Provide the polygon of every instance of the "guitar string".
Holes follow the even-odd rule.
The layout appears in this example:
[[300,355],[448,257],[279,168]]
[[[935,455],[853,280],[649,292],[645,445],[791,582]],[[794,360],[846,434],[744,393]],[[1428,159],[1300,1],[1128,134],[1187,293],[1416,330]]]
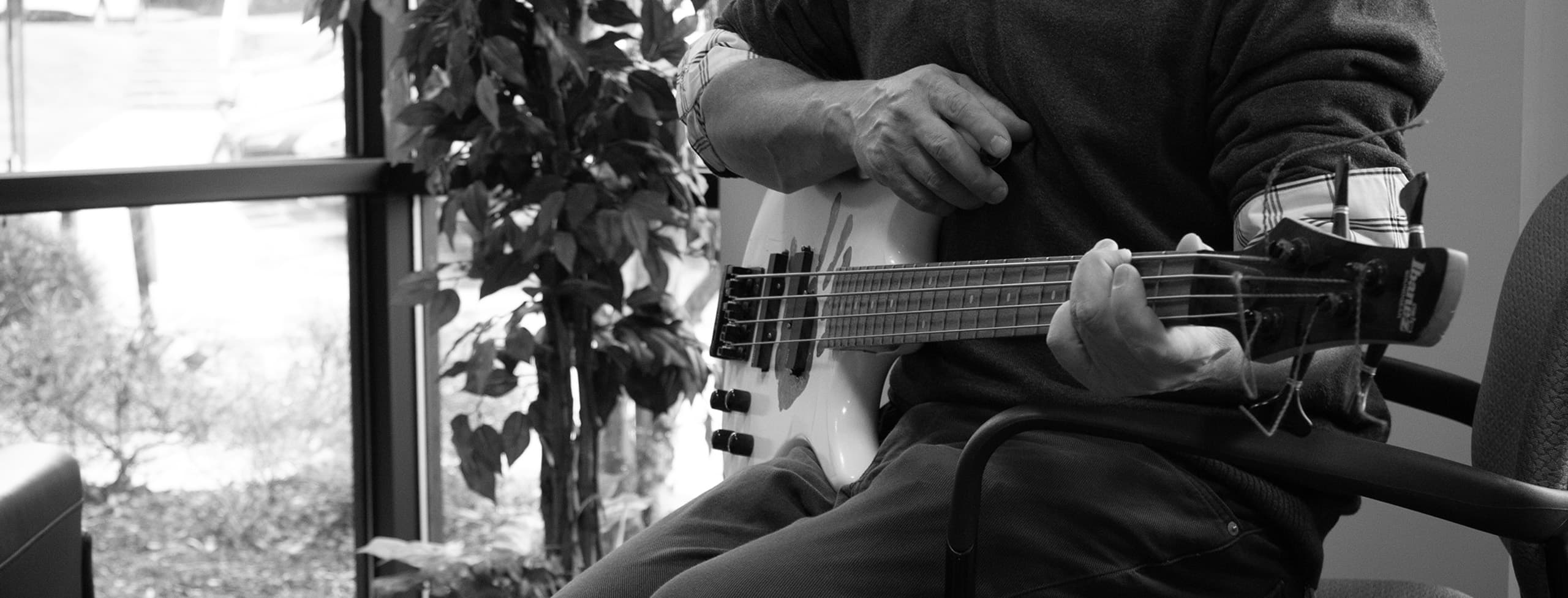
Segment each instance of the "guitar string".
[[[886,291],[884,291],[886,293]],[[1146,297],[1146,301],[1187,301],[1187,299],[1319,299],[1323,293],[1243,293],[1243,294],[1162,294],[1154,297]],[[1038,307],[1062,307],[1065,301],[1044,302],[1044,304],[999,304],[999,305],[961,305],[961,307],[933,307],[920,310],[897,310],[897,312],[851,312],[851,313],[829,313],[820,316],[786,316],[786,318],[759,318],[759,319],[728,319],[729,324],[779,324],[779,322],[800,322],[800,321],[818,321],[818,319],[840,319],[840,318],[891,318],[891,316],[916,316],[924,313],[947,313],[947,312],[974,312],[974,310],[1021,310],[1021,308],[1038,308]],[[842,307],[842,305],[829,305]],[[1226,312],[1229,315],[1229,312]]]
[[[1145,276],[1143,280],[1200,280],[1200,279],[1229,279],[1229,274],[1162,274],[1162,276]],[[1258,282],[1287,282],[1287,283],[1303,283],[1303,285],[1350,285],[1352,280],[1345,279],[1305,279],[1305,277],[1289,277],[1289,276],[1250,276],[1247,280]],[[1036,280],[1036,282],[1008,282],[1008,283],[991,283],[991,285],[964,285],[964,286],[917,286],[917,288],[902,288],[902,290],[870,290],[870,291],[829,291],[829,293],[800,293],[800,294],[764,294],[754,297],[728,297],[734,302],[762,302],[762,301],[782,301],[782,299],[828,299],[828,297],[850,297],[850,296],[866,296],[866,294],[902,294],[902,293],[949,293],[949,291],[985,291],[985,290],[1002,290],[1002,288],[1032,288],[1032,286],[1063,286],[1071,285],[1073,280]],[[1229,297],[1229,294],[1226,294]]]
[[[1051,258],[1025,258],[1018,261],[997,260],[997,261],[944,261],[930,265],[906,265],[906,266],[856,266],[818,272],[756,272],[756,274],[735,274],[737,280],[760,280],[760,279],[784,279],[784,277],[826,277],[826,276],[848,276],[848,274],[877,274],[877,272],[942,272],[955,269],[977,269],[977,268],[1016,268],[1016,266],[1068,266],[1073,268],[1082,255],[1065,255]],[[1262,255],[1239,255],[1239,254],[1217,254],[1217,252],[1189,252],[1189,254],[1132,254],[1132,261],[1148,261],[1148,260],[1184,260],[1184,258],[1210,258],[1225,261],[1251,261],[1251,263],[1272,263],[1273,258]]]
[[[1206,313],[1206,315],[1196,315],[1196,316],[1157,316],[1157,318],[1159,319],[1182,319],[1182,318],[1185,318],[1185,319],[1196,319],[1196,318],[1229,318],[1229,316],[1234,316],[1234,315],[1236,313],[1221,312],[1221,313]],[[898,338],[898,337],[920,337],[920,335],[924,335],[924,337],[941,337],[941,335],[955,335],[955,333],[967,333],[967,332],[997,332],[997,330],[1049,329],[1049,327],[1051,327],[1051,322],[1043,322],[1043,324],[1013,324],[1013,326],[977,326],[977,327],[953,329],[953,330],[939,330],[939,332],[884,332],[884,333],[861,333],[861,335],[847,335],[847,337],[822,337],[822,338],[793,340],[793,341],[771,340],[771,341],[724,343],[724,346],[726,348],[746,348],[746,346],[789,344],[789,343],[829,343],[829,341],[858,341],[858,340],[867,340],[869,341],[869,340],[892,340],[892,338]],[[870,344],[886,344],[886,343],[870,343]]]

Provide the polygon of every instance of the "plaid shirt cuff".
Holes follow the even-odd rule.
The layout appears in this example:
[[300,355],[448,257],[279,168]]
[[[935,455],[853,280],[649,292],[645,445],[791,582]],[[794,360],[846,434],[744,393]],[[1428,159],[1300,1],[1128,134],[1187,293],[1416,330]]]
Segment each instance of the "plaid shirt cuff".
[[713,174],[728,175],[731,172],[707,138],[707,124],[702,121],[702,89],[724,69],[751,58],[757,58],[757,53],[751,52],[751,44],[746,44],[734,31],[715,28],[691,44],[685,56],[681,58],[681,67],[676,72],[676,103],[681,110],[681,122],[687,125],[687,141]]
[[[1350,171],[1350,238],[1356,243],[1403,247],[1410,233],[1399,191],[1405,174],[1397,168]],[[1236,247],[1248,247],[1264,238],[1275,224],[1295,218],[1328,230],[1334,218],[1334,177],[1322,174],[1279,183],[1259,191],[1236,211]]]

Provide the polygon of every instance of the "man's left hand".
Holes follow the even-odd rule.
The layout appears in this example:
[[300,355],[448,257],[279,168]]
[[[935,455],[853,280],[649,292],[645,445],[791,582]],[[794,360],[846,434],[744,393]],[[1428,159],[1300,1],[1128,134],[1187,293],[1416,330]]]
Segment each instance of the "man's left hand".
[[[1187,235],[1176,250],[1209,249]],[[1212,326],[1165,327],[1148,305],[1132,252],[1112,240],[1094,244],[1073,272],[1068,302],[1046,335],[1057,362],[1085,388],[1105,396],[1143,396],[1237,382],[1243,351]]]

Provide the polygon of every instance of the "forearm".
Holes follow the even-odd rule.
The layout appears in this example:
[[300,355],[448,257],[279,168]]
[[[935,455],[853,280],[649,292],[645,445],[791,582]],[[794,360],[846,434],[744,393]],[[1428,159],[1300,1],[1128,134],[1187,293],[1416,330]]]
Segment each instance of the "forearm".
[[869,81],[823,81],[753,58],[715,75],[701,105],[709,141],[735,174],[795,191],[856,166],[848,105]]

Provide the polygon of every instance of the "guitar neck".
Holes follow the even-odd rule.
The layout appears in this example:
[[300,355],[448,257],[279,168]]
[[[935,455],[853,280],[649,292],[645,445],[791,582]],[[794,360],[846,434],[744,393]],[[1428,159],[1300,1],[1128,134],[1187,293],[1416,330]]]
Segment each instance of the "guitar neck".
[[[848,268],[817,290],[817,343],[864,348],[1046,333],[1079,257]],[[1196,254],[1135,254],[1156,313],[1185,322]]]

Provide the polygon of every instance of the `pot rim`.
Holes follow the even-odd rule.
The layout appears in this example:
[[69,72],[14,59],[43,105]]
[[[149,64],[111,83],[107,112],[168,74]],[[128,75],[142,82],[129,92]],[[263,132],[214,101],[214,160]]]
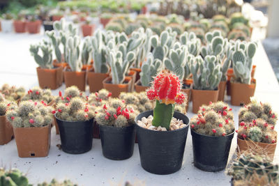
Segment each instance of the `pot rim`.
[[[148,111],[153,111],[153,110],[149,110],[149,111],[144,111],[144,112],[141,112],[140,114],[142,114],[142,113],[144,113],[144,112],[148,112]],[[185,114],[182,114],[182,113],[181,113],[181,112],[178,112],[178,111],[174,111],[174,113],[179,113],[179,114],[183,114],[183,115],[184,115],[186,117],[187,117],[188,118],[188,116],[186,116],[186,115],[185,115]],[[140,115],[139,114],[139,115]],[[146,128],[144,128],[144,127],[142,127],[141,126],[140,126],[139,125],[137,125],[137,121],[136,121],[136,119],[137,119],[137,116],[139,116],[139,115],[137,115],[137,117],[135,118],[135,125],[137,126],[137,127],[140,127],[140,128],[141,128],[142,130],[145,130],[145,131],[150,131],[151,132],[161,132],[161,133],[174,133],[174,132],[177,132],[177,131],[181,131],[181,130],[185,130],[186,128],[187,128],[187,127],[189,127],[189,125],[190,125],[190,120],[189,120],[189,122],[188,122],[188,124],[186,124],[186,126],[185,126],[184,127],[182,127],[182,128],[179,128],[179,129],[176,129],[176,130],[167,130],[167,131],[159,131],[159,130],[149,130],[149,129],[146,129]],[[152,114],[151,114],[152,115]],[[151,116],[151,115],[149,115],[149,116]],[[153,115],[152,115],[153,116]],[[175,118],[174,116],[173,116],[174,118]],[[183,124],[185,124],[185,123],[183,123]]]

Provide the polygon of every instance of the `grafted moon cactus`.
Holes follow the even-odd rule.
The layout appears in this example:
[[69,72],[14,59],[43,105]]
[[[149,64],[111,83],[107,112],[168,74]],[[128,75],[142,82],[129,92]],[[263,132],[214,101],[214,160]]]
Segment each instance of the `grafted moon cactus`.
[[156,100],[153,125],[169,130],[174,104],[182,104],[187,99],[186,95],[181,93],[181,85],[179,78],[171,73],[162,72],[155,77],[152,87],[146,91],[149,100]]

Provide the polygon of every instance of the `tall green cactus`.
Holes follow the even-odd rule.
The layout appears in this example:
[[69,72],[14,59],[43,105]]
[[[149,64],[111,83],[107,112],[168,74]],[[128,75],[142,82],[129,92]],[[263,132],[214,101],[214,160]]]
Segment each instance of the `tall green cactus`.
[[142,72],[140,73],[140,82],[142,86],[150,86],[154,77],[162,70],[162,61],[154,59],[152,53],[149,52],[147,60],[142,65]]
[[204,61],[200,56],[191,59],[190,70],[195,89],[216,90],[222,78],[220,66],[215,56],[206,56]]
[[73,72],[80,72],[82,68],[82,63],[79,60],[80,56],[79,36],[69,37],[67,40],[67,62]]
[[107,64],[106,47],[104,44],[105,38],[104,34],[99,29],[91,37],[92,56],[94,61],[93,66],[96,73],[107,73],[110,70]]
[[92,52],[92,46],[90,42],[90,38],[86,37],[82,46],[82,62],[84,65],[89,65],[91,62],[91,53]]
[[256,52],[255,42],[236,42],[232,54],[232,63],[235,80],[241,84],[250,84],[251,80],[252,59]]
[[[38,54],[39,49],[42,51],[43,56]],[[29,51],[34,57],[35,61],[42,68],[51,69],[52,65],[52,49],[50,42],[45,40],[38,45],[31,45]]]
[[183,80],[185,75],[185,64],[186,63],[186,46],[176,43],[174,49],[172,49],[168,58],[164,61],[165,67],[174,75]]

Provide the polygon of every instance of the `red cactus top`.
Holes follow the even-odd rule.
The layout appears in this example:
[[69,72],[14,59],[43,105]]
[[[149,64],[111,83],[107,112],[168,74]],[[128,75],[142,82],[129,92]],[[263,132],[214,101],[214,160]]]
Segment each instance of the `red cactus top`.
[[152,82],[152,87],[146,91],[149,100],[161,100],[165,104],[182,104],[186,95],[181,93],[181,82],[175,75],[168,72],[158,74]]

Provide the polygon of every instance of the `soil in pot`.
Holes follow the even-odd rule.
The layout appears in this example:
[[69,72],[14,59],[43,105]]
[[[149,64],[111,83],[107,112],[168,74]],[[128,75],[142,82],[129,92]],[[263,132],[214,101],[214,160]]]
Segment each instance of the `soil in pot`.
[[81,154],[92,148],[93,118],[75,122],[56,119],[63,151],[70,154]]
[[[142,118],[153,115],[153,111],[140,114],[137,122]],[[172,131],[155,131],[135,125],[142,168],[156,174],[170,174],[182,166],[186,142],[189,118],[174,111],[174,117],[183,120],[186,127]]]
[[13,139],[13,127],[6,119],[6,116],[0,116],[0,145],[4,145]]
[[37,75],[41,88],[55,90],[62,85],[63,68],[61,66],[54,69],[37,68]]
[[195,166],[209,172],[225,169],[234,132],[225,137],[211,137],[191,130],[191,134]]
[[50,125],[43,127],[14,128],[18,156],[47,156],[50,148]]
[[192,89],[193,112],[197,113],[202,104],[209,104],[210,102],[217,102],[219,90]]
[[135,84],[135,90],[137,93],[145,91],[149,88],[149,86],[142,86],[142,83],[140,82],[140,79],[137,80],[137,82]]
[[88,84],[91,93],[98,92],[103,88],[103,82],[109,77],[107,73],[96,73],[93,70],[89,71],[87,73]]
[[111,160],[128,159],[134,152],[135,125],[124,127],[99,125],[103,155]]
[[118,98],[121,92],[130,92],[132,78],[126,77],[124,82],[121,84],[113,84],[112,77],[110,76],[103,82],[103,87],[112,93],[112,98]]
[[264,150],[271,160],[273,160],[275,150],[276,148],[277,143],[276,144],[266,144],[262,142],[255,142],[250,140],[243,140],[237,138],[237,150],[239,153],[246,150],[249,148],[259,149],[259,150]]
[[226,90],[227,87],[227,81],[220,82],[219,84],[218,89],[218,101],[224,101],[225,98],[225,91]]
[[253,97],[256,89],[256,79],[252,79],[250,84],[235,83],[231,81],[231,104],[241,106],[250,102],[250,98]]
[[81,91],[85,91],[86,71],[72,72],[65,70],[63,71],[63,74],[66,88],[75,85],[77,86]]

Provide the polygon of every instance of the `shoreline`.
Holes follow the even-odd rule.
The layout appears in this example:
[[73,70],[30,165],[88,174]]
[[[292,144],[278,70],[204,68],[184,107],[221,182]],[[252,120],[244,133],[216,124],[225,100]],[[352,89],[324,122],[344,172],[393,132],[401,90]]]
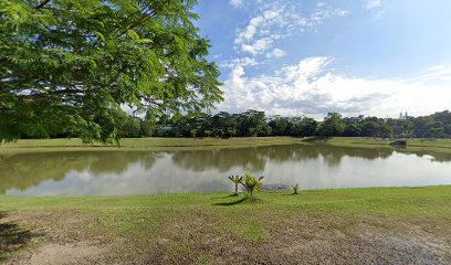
——
• INSTRUCTION: Which lines above contain the word "left", matching case? Return each of those lines in full.

• WRITTEN RESPONSE:
Provide the polygon of every instance of the "man's left hand".
Segment each instance of the "man's left hand".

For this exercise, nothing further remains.